** Problem details **
Reproduce the lines of the entries below verbatim, beginning at the line containing "Wildlife-survey input: mark every instance of the woman with" and continuing through the line containing "point(933, 395)", with both of those lines included.

(Dataset entries)
=======
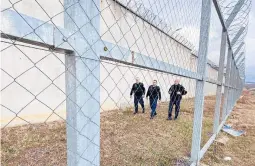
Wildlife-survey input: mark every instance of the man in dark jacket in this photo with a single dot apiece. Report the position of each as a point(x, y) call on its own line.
point(139, 92)
point(176, 91)
point(154, 94)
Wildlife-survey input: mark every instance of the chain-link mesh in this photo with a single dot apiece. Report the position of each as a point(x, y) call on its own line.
point(65, 63)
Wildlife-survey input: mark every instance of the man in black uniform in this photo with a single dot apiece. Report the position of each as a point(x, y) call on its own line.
point(155, 95)
point(176, 91)
point(139, 92)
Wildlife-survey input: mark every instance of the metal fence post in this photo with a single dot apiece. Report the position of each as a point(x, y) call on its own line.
point(201, 69)
point(227, 80)
point(220, 80)
point(83, 83)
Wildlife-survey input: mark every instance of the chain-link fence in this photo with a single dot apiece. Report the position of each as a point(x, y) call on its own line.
point(65, 63)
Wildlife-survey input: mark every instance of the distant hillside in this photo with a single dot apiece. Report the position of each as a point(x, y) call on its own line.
point(250, 85)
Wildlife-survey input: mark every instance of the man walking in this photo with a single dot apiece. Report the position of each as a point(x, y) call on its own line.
point(176, 91)
point(154, 94)
point(139, 92)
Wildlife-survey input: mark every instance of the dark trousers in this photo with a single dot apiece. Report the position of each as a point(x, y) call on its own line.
point(138, 99)
point(177, 107)
point(153, 105)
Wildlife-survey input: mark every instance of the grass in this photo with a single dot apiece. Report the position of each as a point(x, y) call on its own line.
point(126, 139)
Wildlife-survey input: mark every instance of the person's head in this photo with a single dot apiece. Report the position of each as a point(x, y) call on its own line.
point(176, 82)
point(155, 82)
point(137, 80)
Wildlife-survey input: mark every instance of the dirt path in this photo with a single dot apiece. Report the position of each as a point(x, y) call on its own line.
point(136, 140)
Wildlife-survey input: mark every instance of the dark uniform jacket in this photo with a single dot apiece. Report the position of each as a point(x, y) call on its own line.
point(153, 92)
point(173, 92)
point(138, 89)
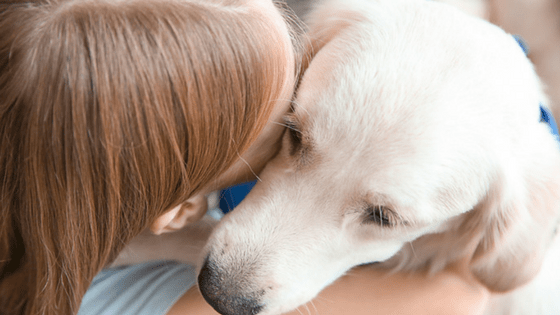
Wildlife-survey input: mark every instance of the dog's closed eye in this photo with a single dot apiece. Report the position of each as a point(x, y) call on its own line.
point(380, 215)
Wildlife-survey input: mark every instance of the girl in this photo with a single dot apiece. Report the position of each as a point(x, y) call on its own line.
point(114, 112)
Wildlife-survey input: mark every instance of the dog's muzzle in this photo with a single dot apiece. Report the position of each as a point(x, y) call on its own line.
point(226, 297)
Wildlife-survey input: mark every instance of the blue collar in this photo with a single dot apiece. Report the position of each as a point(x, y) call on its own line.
point(546, 116)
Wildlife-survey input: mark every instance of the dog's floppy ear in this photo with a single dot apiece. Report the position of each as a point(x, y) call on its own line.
point(515, 224)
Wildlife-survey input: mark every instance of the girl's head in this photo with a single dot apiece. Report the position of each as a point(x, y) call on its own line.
point(114, 112)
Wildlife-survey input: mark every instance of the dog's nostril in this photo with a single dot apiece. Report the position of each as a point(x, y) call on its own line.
point(225, 299)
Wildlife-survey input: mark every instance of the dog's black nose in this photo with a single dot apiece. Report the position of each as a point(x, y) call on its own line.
point(225, 298)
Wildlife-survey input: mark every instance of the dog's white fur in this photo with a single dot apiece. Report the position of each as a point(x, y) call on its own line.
point(419, 108)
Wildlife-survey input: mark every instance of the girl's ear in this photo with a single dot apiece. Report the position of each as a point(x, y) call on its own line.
point(323, 25)
point(175, 219)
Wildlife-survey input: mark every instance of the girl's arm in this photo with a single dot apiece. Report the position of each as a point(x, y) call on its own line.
point(366, 289)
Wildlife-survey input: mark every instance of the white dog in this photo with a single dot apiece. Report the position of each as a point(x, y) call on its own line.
point(414, 122)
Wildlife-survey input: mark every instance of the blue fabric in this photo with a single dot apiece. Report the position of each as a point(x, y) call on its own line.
point(144, 289)
point(546, 117)
point(232, 196)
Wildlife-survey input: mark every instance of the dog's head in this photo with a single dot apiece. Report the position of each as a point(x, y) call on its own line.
point(415, 129)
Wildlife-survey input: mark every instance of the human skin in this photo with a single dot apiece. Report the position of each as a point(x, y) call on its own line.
point(364, 288)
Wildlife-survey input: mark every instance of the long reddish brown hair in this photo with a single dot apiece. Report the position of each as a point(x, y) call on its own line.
point(112, 112)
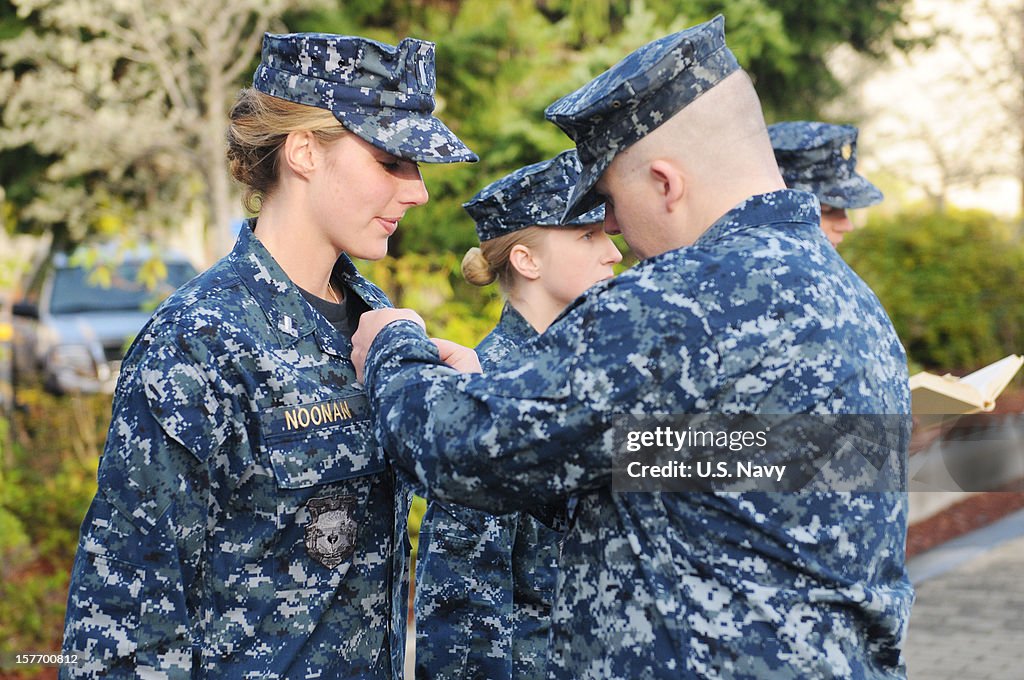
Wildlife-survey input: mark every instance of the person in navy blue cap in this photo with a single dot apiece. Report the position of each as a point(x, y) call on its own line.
point(244, 517)
point(484, 584)
point(730, 310)
point(821, 158)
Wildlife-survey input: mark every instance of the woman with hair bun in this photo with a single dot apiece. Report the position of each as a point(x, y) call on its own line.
point(485, 583)
point(244, 516)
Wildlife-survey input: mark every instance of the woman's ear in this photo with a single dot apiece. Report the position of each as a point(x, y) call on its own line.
point(670, 183)
point(298, 153)
point(522, 260)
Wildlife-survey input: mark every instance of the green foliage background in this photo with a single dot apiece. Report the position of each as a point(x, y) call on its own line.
point(952, 283)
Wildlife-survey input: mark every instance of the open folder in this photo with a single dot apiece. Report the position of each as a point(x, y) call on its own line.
point(933, 395)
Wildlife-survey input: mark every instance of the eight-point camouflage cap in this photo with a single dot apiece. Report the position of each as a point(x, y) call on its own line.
point(384, 94)
point(636, 95)
point(531, 196)
point(821, 159)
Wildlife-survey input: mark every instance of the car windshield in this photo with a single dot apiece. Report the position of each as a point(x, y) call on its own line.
point(74, 292)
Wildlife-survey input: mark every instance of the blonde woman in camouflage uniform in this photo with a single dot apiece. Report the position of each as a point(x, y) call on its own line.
point(244, 518)
point(485, 583)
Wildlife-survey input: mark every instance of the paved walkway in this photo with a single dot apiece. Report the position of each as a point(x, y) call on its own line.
point(968, 622)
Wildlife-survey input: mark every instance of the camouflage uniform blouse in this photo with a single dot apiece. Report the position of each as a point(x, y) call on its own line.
point(759, 315)
point(242, 527)
point(484, 584)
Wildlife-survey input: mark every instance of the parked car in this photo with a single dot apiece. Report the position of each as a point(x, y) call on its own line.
point(73, 330)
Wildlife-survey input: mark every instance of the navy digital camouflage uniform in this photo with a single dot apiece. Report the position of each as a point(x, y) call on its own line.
point(243, 523)
point(821, 158)
point(677, 585)
point(484, 584)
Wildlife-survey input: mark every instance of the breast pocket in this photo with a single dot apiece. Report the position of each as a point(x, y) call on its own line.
point(326, 465)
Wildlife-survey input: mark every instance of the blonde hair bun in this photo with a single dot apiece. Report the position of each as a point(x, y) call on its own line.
point(475, 267)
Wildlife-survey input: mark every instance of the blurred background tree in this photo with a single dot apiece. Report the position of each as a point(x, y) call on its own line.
point(952, 283)
point(117, 110)
point(114, 111)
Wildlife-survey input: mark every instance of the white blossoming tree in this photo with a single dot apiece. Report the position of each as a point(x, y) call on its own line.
point(127, 100)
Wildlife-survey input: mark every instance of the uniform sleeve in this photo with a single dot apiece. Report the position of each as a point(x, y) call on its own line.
point(132, 600)
point(464, 593)
point(504, 441)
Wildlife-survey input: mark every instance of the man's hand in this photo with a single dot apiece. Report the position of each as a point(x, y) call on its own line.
point(459, 357)
point(372, 323)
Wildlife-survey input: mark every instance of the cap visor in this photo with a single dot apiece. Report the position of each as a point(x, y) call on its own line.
point(407, 134)
point(853, 193)
point(584, 197)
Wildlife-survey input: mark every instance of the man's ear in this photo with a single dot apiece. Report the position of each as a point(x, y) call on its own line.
point(298, 153)
point(671, 183)
point(522, 260)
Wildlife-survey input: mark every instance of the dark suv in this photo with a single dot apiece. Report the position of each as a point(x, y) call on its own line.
point(74, 330)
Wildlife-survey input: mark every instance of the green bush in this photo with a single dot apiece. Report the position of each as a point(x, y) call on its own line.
point(47, 480)
point(951, 282)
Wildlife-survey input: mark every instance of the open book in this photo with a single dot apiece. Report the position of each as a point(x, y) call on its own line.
point(937, 395)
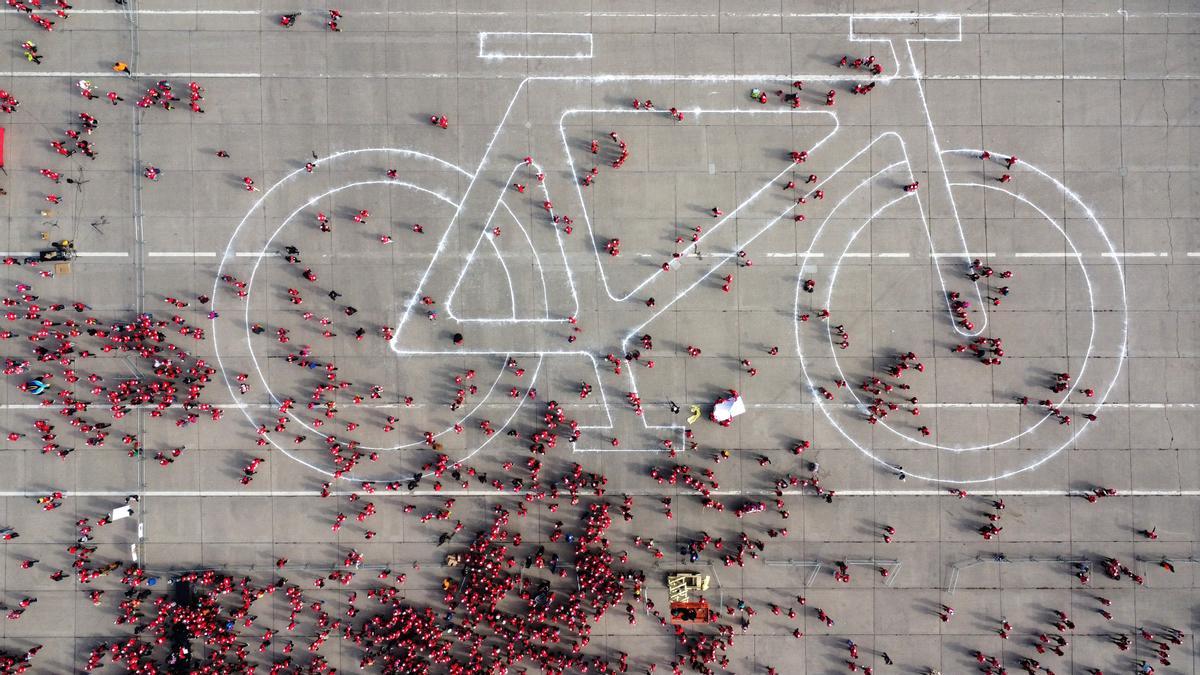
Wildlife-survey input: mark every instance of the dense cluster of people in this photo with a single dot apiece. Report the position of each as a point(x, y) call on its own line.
point(508, 604)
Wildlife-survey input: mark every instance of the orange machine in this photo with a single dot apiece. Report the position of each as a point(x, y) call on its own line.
point(690, 613)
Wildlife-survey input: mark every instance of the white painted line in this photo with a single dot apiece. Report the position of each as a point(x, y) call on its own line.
point(787, 405)
point(490, 493)
point(429, 75)
point(724, 13)
point(96, 75)
point(498, 46)
point(1134, 255)
point(173, 12)
point(984, 255)
point(183, 254)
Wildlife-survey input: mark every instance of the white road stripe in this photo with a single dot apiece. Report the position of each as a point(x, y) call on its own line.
point(487, 491)
point(724, 13)
point(711, 77)
point(702, 404)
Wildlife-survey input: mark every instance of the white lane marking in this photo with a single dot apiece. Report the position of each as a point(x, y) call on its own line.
point(96, 75)
point(1135, 255)
point(1117, 13)
point(791, 405)
point(970, 255)
point(490, 493)
point(183, 254)
point(768, 77)
point(501, 46)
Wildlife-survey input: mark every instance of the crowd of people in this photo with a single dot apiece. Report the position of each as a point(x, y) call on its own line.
point(517, 596)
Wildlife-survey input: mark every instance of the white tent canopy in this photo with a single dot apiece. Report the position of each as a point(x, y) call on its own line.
=======
** Expected answer **
Wildlife-survey input: mark every instance of the woman with hair bun in this photo with a single dot apiece. Report the position of each as a point(x, y) call on its own line.
point(485, 583)
point(244, 516)
Wildlife-survey input: mark every instance of the woman's ear in this photo with a single dot apiece. Report the position of each as a point(x, y) call on its own line.
point(670, 183)
point(298, 153)
point(522, 260)
Wildlife-survey input: mark every instance of the green foliage background in this photo with a single dot apiece. Report the position of each as a point(x, y) call on its own line.
point(952, 283)
Wildlife-survey input: mark every instance of the open folder in this photo with a single dot apiece. Report the position of each as a point(x, y) call on its own line.
point(933, 395)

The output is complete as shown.